### RAW DATA
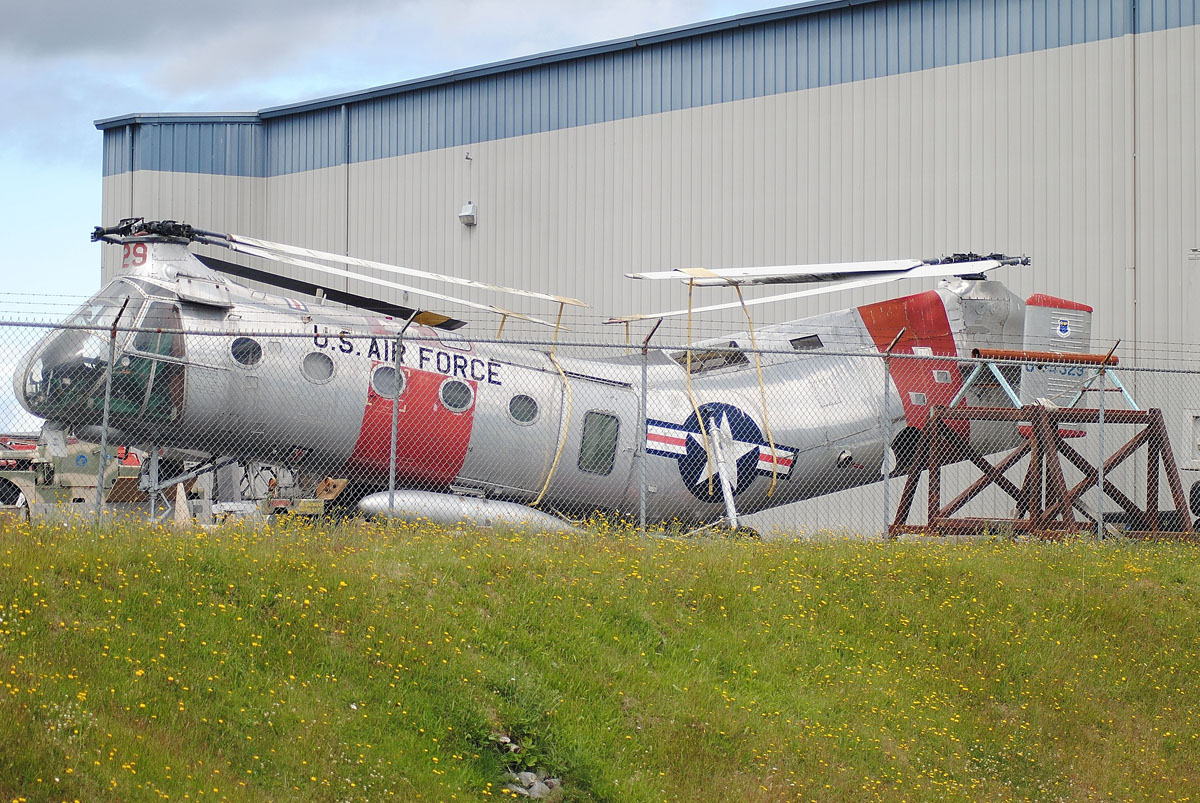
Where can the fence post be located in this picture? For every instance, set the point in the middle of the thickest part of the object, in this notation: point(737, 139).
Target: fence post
point(1099, 466)
point(395, 427)
point(642, 413)
point(885, 468)
point(102, 461)
point(397, 363)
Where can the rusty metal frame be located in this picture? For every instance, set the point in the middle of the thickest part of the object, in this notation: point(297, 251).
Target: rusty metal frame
point(1045, 505)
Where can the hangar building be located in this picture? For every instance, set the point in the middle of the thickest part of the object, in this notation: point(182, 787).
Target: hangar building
point(1065, 130)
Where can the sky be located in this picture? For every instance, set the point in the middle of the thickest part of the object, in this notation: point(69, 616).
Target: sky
point(69, 63)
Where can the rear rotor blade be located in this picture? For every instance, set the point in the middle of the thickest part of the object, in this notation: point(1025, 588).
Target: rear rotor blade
point(922, 270)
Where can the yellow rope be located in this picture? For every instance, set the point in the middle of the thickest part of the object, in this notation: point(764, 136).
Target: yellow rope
point(691, 397)
point(567, 424)
point(762, 393)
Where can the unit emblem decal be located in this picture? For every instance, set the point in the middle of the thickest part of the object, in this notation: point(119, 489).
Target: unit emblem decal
point(742, 442)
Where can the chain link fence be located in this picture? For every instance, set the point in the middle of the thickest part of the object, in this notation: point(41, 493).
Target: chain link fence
point(807, 441)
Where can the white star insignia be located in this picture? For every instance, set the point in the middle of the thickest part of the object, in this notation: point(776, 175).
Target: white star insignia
point(731, 448)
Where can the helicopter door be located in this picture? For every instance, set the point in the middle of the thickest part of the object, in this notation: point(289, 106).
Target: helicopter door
point(600, 445)
point(148, 378)
point(515, 432)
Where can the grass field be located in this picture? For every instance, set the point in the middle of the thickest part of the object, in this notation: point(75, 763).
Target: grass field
point(355, 661)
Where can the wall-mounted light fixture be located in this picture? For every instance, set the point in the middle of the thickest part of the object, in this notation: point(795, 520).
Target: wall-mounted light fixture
point(467, 216)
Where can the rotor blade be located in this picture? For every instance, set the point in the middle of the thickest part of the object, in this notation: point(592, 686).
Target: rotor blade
point(780, 274)
point(921, 271)
point(382, 282)
point(267, 245)
point(307, 288)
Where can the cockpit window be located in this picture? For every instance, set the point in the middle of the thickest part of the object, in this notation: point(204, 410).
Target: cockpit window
point(66, 372)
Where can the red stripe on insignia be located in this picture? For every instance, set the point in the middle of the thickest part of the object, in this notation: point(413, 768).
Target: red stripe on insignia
point(666, 438)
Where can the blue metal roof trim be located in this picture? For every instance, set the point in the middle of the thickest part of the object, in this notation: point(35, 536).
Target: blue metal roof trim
point(784, 49)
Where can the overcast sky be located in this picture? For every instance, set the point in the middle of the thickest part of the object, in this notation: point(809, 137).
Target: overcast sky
point(69, 63)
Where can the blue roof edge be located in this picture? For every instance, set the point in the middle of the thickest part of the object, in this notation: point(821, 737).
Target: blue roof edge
point(177, 117)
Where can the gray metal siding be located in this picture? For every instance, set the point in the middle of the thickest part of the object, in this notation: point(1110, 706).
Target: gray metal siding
point(804, 51)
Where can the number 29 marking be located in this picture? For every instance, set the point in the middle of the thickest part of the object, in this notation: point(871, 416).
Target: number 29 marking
point(133, 256)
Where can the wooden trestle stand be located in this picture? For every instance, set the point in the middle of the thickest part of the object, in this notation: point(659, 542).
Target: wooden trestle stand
point(1044, 505)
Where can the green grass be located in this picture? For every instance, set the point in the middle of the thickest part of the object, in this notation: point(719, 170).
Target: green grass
point(359, 663)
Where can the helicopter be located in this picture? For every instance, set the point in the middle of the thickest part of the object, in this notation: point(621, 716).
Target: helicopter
point(204, 365)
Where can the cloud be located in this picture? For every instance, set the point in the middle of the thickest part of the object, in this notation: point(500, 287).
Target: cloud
point(67, 64)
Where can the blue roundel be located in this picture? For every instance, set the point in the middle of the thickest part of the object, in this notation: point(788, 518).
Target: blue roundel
point(694, 467)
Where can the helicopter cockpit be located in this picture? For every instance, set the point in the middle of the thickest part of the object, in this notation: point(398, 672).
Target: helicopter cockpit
point(65, 376)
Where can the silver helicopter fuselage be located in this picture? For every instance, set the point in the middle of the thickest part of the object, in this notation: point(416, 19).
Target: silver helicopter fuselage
point(209, 366)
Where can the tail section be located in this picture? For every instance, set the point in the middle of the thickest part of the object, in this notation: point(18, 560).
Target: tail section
point(1054, 324)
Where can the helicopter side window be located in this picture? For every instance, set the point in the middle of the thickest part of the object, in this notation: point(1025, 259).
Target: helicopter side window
point(522, 408)
point(805, 343)
point(246, 351)
point(598, 445)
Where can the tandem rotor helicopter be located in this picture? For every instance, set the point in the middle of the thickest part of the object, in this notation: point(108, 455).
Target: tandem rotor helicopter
point(209, 367)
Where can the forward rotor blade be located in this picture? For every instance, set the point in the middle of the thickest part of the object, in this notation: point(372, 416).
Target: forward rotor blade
point(780, 274)
point(921, 271)
point(381, 282)
point(267, 245)
point(401, 312)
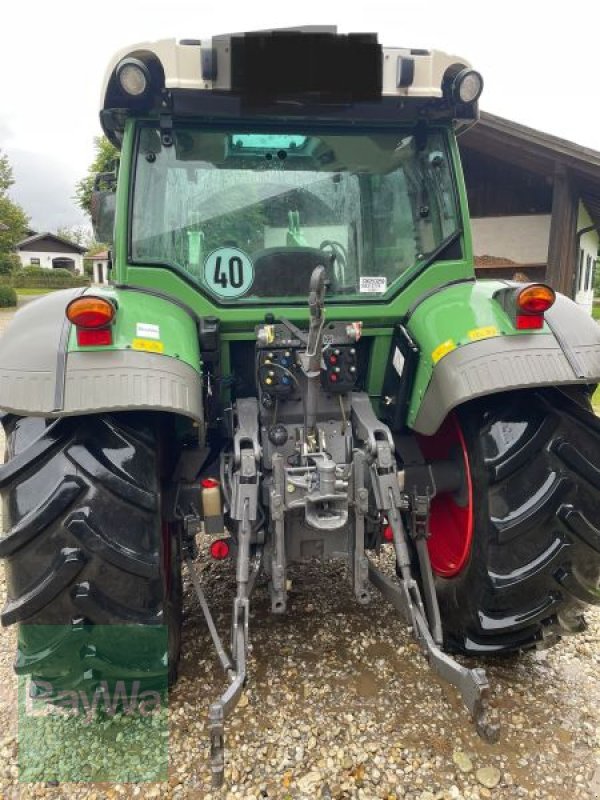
######
EXERCISE BRIEF -> Output the lines of the records above exactly as they appear, from the line containing "Target: rear rotor blade" through the line containing "Where can the unit".

ANSWER SECTION ->
Target: rear rotor blade
point(922, 270)
Where can the yellow rope be located in this picture? For every instance, set the point in the middle of the thickest part of the object, in this notation: point(764, 136).
Target: yellow rope
point(691, 397)
point(567, 424)
point(762, 393)
Where can the unit emblem decal be located in this picture? For every instance, set the point in the middle of the thickest part of the object, in this notation: point(119, 489).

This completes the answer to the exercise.